TASK GOAL:
Copy exactly the lines that run from the line containing "of the corrugated" to the end of the material below, both ends included.
AVAILABLE RECORDS: Begin
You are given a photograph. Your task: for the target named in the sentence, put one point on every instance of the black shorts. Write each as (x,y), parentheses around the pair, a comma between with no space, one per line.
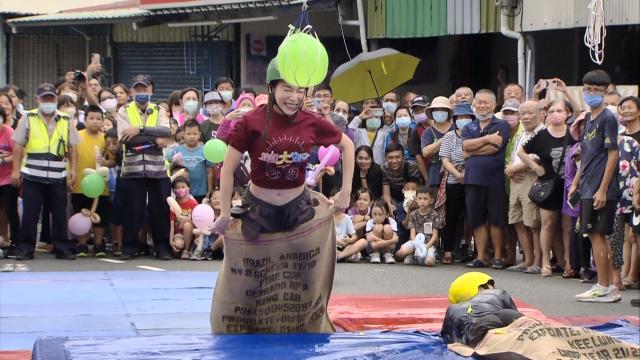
(79,202)
(635,222)
(554,201)
(486,203)
(597,221)
(261,217)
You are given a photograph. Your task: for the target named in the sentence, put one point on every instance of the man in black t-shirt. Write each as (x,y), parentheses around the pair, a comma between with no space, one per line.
(595,181)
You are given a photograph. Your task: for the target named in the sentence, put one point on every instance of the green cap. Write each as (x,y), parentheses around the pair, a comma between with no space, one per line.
(272,71)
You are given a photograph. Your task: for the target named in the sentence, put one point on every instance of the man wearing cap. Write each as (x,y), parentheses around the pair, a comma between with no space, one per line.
(141,127)
(419,112)
(523,213)
(214,105)
(440,112)
(47,140)
(477,306)
(484,143)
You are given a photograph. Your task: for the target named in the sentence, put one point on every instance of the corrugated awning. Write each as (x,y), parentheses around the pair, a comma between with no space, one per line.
(223,11)
(81,17)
AVAILABLE RECORDS: End
SOLUTION:
You are given a photograph. Your task: for the target named in the sentence, put one point on every instance of the corrugated awning. Write each as (x,y), parentheses around the pair, a comma between with no space, one per line.
(223,11)
(81,17)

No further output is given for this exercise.